### AVAILABLE DATA

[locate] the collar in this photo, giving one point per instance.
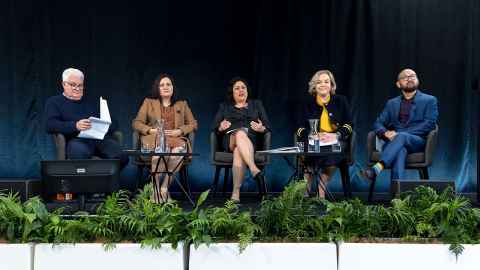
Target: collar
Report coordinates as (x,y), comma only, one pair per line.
(402,97)
(320,101)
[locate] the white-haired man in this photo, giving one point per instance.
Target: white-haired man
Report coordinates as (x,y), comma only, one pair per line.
(68,114)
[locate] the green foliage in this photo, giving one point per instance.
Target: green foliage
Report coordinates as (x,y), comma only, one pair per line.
(421,214)
(291,216)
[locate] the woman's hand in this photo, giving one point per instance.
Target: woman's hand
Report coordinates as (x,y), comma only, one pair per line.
(327,137)
(258,127)
(224,125)
(152,131)
(173,132)
(83,124)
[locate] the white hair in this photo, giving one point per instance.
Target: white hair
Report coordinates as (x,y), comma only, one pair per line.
(71,71)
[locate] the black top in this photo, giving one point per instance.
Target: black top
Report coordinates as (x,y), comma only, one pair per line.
(62,114)
(241,117)
(338,112)
(405,107)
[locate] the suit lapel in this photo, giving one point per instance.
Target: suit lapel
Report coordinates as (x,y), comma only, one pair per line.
(176,117)
(157,110)
(396,110)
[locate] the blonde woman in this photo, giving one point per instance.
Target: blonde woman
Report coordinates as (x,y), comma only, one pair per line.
(335,123)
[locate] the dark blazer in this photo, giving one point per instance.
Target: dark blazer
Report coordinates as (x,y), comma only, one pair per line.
(338,112)
(150,111)
(241,118)
(423,116)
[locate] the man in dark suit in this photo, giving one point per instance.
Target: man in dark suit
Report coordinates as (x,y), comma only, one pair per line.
(403,125)
(68,113)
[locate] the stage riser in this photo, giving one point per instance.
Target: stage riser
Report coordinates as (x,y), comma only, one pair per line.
(26,188)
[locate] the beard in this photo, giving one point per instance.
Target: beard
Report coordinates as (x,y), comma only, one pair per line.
(410,87)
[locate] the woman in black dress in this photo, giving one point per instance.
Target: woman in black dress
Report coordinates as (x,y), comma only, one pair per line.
(335,124)
(240,119)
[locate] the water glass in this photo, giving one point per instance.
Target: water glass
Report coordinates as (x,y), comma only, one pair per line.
(146,148)
(300,147)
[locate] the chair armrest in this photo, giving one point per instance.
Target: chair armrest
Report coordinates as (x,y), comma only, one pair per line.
(430,145)
(135,140)
(118,136)
(370,144)
(352,146)
(267,140)
(213,145)
(191,138)
(60,145)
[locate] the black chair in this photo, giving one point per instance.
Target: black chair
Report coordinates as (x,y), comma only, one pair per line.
(60,144)
(60,149)
(345,164)
(222,159)
(143,163)
(415,161)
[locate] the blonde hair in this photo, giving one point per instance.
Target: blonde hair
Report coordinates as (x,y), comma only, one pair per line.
(71,71)
(315,78)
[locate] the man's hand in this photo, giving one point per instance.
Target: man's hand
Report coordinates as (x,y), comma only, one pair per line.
(83,124)
(390,134)
(173,132)
(224,125)
(258,127)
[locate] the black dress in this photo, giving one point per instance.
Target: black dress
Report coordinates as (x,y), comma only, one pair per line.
(241,118)
(339,115)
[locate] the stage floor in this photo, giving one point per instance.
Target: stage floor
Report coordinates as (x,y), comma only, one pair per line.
(249,201)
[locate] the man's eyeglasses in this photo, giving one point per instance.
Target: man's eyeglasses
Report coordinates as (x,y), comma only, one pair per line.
(409,77)
(74,85)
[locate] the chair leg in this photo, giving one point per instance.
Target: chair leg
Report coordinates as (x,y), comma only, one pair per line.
(215,180)
(372,187)
(226,177)
(139,177)
(184,179)
(345,175)
(262,186)
(423,172)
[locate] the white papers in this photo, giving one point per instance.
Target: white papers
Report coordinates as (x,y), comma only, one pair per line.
(329,143)
(291,149)
(104,112)
(99,125)
(312,142)
(379,144)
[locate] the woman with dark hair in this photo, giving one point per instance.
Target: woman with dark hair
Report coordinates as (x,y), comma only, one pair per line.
(335,124)
(240,119)
(178,122)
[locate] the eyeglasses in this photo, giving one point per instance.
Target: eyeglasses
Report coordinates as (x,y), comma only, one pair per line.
(409,77)
(74,85)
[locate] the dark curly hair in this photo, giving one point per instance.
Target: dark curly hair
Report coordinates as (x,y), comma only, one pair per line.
(155,94)
(231,83)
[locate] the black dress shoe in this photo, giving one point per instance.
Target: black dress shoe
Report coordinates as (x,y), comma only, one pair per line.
(260,177)
(368,174)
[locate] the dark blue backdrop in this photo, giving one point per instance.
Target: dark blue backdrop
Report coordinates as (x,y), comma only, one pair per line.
(277,45)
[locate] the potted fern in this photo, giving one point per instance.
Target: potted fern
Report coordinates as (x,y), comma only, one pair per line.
(127,234)
(422,229)
(286,234)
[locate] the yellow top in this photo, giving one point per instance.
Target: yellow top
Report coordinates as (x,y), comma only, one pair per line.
(325,125)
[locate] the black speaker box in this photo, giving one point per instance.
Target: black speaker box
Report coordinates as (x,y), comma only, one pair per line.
(399,186)
(26,188)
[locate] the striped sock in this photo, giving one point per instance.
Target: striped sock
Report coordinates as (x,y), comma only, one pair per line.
(378,167)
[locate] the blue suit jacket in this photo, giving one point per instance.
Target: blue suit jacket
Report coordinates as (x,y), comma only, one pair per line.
(423,116)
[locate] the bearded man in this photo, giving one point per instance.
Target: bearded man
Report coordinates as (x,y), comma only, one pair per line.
(403,125)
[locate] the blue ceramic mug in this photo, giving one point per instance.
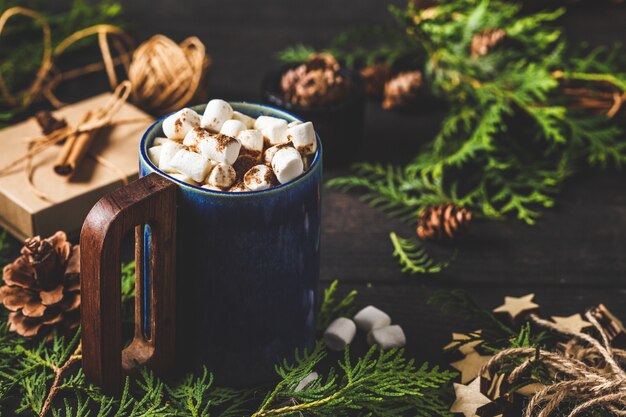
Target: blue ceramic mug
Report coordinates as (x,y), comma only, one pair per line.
(244,268)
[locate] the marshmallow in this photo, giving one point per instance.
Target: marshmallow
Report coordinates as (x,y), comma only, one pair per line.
(222,176)
(259,177)
(306,381)
(232,128)
(276,133)
(287,164)
(216,113)
(245,119)
(251,140)
(154,153)
(302,136)
(194,136)
(273,128)
(271,151)
(238,188)
(220,148)
(371,318)
(183,178)
(340,333)
(168,150)
(387,337)
(194,165)
(211,187)
(265,121)
(178,124)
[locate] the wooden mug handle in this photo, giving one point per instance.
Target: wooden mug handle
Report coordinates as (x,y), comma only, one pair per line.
(149,200)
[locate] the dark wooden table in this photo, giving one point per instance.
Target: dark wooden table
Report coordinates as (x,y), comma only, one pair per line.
(575,256)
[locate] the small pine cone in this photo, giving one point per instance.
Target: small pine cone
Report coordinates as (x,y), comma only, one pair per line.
(443,221)
(486,40)
(402,89)
(375,77)
(316,82)
(42,287)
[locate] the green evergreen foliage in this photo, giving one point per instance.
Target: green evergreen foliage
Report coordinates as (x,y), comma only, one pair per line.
(511,135)
(381,383)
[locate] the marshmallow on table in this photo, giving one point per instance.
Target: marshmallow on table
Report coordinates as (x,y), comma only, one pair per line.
(306,381)
(238,188)
(178,124)
(251,140)
(154,153)
(194,136)
(387,337)
(184,178)
(168,150)
(303,138)
(222,176)
(273,128)
(232,127)
(259,177)
(220,148)
(245,119)
(193,165)
(271,151)
(371,318)
(215,114)
(287,164)
(340,333)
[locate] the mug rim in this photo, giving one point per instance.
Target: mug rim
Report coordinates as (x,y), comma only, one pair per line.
(143,154)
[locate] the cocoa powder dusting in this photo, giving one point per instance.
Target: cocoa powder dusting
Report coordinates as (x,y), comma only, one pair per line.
(222,141)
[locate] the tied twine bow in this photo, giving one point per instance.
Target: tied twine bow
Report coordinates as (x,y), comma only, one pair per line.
(99,118)
(588,373)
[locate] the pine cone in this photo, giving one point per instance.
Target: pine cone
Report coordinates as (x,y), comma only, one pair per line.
(402,89)
(486,40)
(375,77)
(444,221)
(42,286)
(316,82)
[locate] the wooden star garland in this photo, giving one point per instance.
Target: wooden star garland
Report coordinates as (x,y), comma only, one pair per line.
(573,323)
(470,365)
(468,398)
(514,306)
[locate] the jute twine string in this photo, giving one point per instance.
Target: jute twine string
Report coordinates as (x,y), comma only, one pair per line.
(48,76)
(578,374)
(166,76)
(99,118)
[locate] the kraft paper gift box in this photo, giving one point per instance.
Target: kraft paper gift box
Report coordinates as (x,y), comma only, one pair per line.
(24,214)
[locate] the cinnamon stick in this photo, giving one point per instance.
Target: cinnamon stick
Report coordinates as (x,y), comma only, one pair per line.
(74,150)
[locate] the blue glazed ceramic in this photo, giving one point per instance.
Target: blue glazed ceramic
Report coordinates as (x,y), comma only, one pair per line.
(248,269)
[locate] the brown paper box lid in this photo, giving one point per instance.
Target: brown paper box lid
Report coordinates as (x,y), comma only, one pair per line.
(25,214)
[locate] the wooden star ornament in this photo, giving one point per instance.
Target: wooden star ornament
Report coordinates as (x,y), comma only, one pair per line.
(459,341)
(573,323)
(468,398)
(514,306)
(470,365)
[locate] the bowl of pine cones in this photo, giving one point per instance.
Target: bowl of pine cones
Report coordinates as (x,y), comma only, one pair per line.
(331,97)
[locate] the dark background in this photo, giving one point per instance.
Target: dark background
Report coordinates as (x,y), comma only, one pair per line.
(574,258)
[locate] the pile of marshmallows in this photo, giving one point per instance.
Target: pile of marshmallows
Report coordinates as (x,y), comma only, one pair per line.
(224,150)
(376,323)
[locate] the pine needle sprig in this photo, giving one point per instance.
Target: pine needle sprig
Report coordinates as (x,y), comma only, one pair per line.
(330,309)
(413,256)
(384,383)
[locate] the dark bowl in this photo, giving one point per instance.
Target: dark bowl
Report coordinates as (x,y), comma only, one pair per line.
(341,124)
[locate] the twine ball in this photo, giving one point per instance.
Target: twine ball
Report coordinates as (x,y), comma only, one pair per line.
(167,76)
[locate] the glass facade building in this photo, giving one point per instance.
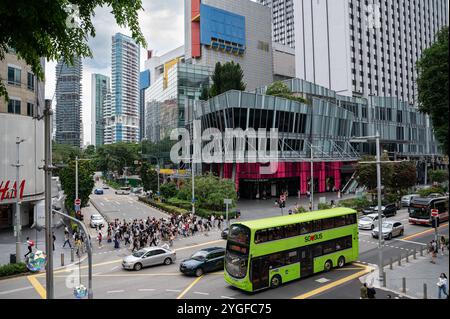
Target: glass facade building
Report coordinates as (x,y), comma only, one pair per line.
(166,98)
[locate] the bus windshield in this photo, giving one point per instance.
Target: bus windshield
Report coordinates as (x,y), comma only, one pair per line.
(239,234)
(419,212)
(236,260)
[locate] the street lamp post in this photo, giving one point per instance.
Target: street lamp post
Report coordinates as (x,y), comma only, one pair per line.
(18,223)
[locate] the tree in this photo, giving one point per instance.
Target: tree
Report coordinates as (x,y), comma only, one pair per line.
(438,176)
(48,29)
(228,76)
(280,89)
(404,176)
(432,85)
(85,182)
(149,178)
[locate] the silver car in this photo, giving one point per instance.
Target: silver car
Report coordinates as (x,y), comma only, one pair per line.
(406,200)
(97,220)
(389,229)
(149,256)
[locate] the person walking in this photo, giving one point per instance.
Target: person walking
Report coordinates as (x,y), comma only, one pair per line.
(67,240)
(442,243)
(30,245)
(442,285)
(363,291)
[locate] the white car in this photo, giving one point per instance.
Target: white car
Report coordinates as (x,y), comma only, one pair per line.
(97,220)
(370,221)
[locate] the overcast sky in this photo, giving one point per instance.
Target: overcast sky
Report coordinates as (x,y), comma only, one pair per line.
(162,24)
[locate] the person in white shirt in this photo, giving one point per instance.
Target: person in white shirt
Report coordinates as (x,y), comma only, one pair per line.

######

**EXERCISE BRIEF**
Reproduce every line of the material word for word, starting at the line that contains "[locate] the person walking" and continuing through the end of the material, both ends included.

**RESPONSE**
[locate] the person walking in this photo, giving one point per instance.
Target: person walking
Report coordinates as (x,y), comma only, one pair per line.
(67,240)
(442,243)
(30,245)
(442,285)
(363,291)
[locate] the white car in this photo, giving one point per instance.
Target: white car
Report coordinates as (x,y), comma only, one pair per line.
(97,220)
(370,221)
[locate] the overcast sky in this photo, giving one point per instance.
Target: overcast sky
Report coordinates as (x,y), comma only, one pair per line.
(162,24)
[locate] the person in white shirt in this photo, giving one point per instance.
Target: person in white shirt
Report coordinates as (x,y), comma only, one pair per line.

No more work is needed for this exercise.